Collected data entries
--------------------------------

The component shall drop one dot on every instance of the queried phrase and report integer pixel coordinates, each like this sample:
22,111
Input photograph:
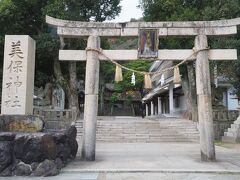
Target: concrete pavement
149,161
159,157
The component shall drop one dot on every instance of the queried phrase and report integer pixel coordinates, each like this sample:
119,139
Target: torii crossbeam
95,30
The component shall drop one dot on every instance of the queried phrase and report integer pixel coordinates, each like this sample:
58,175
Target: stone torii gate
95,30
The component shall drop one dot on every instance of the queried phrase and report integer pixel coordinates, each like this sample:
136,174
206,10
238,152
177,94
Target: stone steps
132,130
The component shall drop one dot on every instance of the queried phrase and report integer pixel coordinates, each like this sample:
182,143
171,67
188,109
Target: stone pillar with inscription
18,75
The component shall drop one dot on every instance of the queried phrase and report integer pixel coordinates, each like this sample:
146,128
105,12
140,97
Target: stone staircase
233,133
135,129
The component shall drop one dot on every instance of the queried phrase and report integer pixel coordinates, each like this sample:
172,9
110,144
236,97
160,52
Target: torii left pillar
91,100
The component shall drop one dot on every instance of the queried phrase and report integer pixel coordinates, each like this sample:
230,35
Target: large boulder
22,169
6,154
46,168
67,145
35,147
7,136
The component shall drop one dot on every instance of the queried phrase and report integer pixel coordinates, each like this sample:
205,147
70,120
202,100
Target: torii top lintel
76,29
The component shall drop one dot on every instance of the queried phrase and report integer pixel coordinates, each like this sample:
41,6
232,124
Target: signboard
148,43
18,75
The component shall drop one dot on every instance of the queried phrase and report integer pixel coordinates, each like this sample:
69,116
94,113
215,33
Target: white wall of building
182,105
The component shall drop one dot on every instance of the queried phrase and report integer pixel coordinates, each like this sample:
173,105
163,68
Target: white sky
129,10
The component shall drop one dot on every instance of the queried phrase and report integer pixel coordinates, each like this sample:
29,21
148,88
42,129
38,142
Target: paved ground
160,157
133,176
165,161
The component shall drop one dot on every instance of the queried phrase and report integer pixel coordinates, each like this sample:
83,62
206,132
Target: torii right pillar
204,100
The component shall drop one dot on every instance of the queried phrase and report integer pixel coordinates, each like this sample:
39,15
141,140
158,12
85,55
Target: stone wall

--------------------------------

=== Description of the task ===
Pull out every line above that contains the word "torii", copying each one in full.

=== Full response ===
Target: torii crossbeam
Target: stone torii gate
Target: torii left pillar
Target: torii top lintel
Target: torii right pillar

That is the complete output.